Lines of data
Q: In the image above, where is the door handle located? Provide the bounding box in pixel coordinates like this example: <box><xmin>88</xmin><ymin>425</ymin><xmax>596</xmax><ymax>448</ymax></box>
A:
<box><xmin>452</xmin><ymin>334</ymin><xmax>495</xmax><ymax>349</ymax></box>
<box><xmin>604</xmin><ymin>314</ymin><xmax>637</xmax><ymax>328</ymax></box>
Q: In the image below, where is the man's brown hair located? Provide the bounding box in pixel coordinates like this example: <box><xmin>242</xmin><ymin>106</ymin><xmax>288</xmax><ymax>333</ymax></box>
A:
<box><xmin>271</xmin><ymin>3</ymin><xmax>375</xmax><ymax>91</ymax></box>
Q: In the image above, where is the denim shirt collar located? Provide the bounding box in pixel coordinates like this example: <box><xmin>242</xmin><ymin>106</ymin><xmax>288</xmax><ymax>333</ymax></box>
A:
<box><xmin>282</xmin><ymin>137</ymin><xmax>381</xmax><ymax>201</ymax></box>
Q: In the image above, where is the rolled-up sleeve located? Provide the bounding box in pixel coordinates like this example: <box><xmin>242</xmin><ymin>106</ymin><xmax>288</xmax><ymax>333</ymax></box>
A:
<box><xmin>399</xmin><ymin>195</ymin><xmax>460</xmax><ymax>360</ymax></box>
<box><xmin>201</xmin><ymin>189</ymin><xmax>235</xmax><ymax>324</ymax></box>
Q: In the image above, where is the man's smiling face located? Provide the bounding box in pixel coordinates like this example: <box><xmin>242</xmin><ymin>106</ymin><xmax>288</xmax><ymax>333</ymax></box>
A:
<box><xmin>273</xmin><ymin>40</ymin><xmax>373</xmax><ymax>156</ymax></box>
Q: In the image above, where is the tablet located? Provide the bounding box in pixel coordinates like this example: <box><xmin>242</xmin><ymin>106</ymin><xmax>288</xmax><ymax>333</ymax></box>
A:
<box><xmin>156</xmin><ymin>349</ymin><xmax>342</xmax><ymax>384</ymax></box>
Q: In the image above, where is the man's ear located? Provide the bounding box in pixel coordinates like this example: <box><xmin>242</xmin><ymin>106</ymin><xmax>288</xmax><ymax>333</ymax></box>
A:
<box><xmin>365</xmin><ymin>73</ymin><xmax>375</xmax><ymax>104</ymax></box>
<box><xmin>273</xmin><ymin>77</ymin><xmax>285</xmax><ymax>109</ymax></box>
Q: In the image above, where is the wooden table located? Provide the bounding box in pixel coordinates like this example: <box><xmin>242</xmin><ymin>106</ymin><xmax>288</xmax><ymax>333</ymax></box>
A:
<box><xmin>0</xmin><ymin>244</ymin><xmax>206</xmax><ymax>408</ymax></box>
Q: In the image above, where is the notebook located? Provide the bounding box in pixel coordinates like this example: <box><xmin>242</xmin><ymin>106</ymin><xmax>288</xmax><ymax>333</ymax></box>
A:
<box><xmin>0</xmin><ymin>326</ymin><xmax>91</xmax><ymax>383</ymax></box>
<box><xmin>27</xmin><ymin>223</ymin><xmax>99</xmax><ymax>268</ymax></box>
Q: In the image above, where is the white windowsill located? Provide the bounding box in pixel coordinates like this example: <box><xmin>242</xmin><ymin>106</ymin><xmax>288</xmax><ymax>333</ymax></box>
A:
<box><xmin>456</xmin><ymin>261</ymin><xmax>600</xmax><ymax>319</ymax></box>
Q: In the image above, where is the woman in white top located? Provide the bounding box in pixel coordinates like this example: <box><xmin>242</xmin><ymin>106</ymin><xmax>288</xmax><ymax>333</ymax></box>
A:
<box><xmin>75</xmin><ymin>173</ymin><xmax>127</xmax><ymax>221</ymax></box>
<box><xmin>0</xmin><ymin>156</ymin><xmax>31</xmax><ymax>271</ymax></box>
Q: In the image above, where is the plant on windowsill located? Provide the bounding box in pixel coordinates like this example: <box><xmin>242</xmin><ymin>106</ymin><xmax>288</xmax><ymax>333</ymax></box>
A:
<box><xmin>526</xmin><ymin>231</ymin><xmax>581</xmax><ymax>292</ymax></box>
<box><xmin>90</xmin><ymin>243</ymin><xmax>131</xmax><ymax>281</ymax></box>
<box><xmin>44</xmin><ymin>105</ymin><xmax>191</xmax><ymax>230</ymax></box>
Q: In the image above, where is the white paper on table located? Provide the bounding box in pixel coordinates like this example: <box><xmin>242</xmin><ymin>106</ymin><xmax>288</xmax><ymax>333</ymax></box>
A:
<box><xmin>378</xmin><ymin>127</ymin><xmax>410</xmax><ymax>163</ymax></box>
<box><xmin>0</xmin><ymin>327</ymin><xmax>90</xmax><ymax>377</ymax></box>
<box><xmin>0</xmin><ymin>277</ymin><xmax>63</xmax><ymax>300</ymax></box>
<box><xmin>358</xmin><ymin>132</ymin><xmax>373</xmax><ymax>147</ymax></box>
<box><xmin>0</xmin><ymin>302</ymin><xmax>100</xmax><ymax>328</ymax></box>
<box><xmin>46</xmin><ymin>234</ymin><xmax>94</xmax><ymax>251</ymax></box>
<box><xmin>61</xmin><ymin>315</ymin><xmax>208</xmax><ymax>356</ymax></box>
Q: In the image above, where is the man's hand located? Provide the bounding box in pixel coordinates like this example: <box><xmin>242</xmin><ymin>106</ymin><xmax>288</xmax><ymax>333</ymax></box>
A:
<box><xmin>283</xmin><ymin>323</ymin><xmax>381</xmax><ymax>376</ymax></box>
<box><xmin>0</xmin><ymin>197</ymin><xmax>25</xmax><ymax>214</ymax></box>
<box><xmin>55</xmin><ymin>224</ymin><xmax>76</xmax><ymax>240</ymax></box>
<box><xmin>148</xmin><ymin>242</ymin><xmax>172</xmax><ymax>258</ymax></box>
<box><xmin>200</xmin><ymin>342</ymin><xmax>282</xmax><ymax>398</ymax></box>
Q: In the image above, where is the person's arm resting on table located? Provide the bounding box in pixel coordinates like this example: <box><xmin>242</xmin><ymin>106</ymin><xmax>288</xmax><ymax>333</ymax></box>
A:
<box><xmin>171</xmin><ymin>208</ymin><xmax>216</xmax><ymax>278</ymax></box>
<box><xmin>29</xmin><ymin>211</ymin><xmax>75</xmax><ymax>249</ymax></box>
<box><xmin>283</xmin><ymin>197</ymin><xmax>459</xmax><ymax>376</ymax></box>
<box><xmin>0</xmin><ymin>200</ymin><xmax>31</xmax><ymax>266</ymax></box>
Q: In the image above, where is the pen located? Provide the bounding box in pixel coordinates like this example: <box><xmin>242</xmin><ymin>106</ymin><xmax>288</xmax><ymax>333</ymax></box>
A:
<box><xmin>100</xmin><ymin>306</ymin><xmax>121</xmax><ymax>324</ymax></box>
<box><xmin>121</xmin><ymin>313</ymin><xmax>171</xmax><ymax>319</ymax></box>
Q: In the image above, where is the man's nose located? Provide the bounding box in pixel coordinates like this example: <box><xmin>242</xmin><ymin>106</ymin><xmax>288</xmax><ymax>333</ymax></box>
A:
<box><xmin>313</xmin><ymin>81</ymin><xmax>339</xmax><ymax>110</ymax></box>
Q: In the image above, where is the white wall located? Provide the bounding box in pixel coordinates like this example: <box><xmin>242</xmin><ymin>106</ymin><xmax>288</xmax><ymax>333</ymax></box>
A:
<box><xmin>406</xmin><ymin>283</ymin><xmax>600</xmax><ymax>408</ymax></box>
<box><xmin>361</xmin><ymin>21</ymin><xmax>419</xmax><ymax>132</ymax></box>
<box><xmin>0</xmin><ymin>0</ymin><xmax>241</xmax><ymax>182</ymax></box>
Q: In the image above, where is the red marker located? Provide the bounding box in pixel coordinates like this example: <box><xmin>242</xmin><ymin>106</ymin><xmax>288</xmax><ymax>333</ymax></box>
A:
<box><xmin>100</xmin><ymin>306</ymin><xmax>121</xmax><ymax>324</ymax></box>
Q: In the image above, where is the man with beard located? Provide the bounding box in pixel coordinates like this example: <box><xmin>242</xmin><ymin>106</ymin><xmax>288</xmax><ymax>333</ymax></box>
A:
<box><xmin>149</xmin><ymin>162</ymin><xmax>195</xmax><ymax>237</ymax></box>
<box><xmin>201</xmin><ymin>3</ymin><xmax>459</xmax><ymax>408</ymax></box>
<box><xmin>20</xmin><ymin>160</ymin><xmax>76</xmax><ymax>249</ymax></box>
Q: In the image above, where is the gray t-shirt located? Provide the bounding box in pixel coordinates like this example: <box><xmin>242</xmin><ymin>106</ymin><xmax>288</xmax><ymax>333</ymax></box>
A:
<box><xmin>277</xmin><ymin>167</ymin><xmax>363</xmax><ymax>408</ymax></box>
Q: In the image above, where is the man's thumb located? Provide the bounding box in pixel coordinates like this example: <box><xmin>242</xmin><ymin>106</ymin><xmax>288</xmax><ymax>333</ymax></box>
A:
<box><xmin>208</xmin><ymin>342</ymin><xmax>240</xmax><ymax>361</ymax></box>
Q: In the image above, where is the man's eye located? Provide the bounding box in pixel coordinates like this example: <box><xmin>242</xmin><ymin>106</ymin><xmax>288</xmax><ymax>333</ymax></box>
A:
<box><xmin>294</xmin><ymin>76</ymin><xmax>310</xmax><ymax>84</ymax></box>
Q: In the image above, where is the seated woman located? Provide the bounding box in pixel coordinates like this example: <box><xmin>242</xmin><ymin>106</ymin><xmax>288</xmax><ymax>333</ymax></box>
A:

▶ [What is expected]:
Rewrite the rows, starting at the row containing "Q: In the image above, where is the man's thumb" and ending at the last row, multiplying each answer bounding-box coordinate by 2.5 and rounding to the nearest whole number, with halves rounded up. Leave all other text unchanged.

▶ [Exercise output]:
Q: In the image above, where is the man's thumb located? Provide the bounding box in pixel coordinates like this example: <box><xmin>242</xmin><ymin>106</ymin><xmax>288</xmax><ymax>333</ymax></box>
A:
<box><xmin>520</xmin><ymin>855</ymin><xmax>600</xmax><ymax>903</ymax></box>
Q: In the image above, where is the man's eye located? Provide the bounding box in pixel coordinates like this example: <box><xmin>242</xmin><ymin>106</ymin><xmax>288</xmax><ymax>333</ymax></box>
A:
<box><xmin>735</xmin><ymin>190</ymin><xmax>775</xmax><ymax>210</ymax></box>
Q: In the image above, where is the seated woman located? Provide the bounding box in pixel coordinates like this example: <box><xmin>242</xmin><ymin>106</ymin><xmax>288</xmax><ymax>333</ymax></box>
A:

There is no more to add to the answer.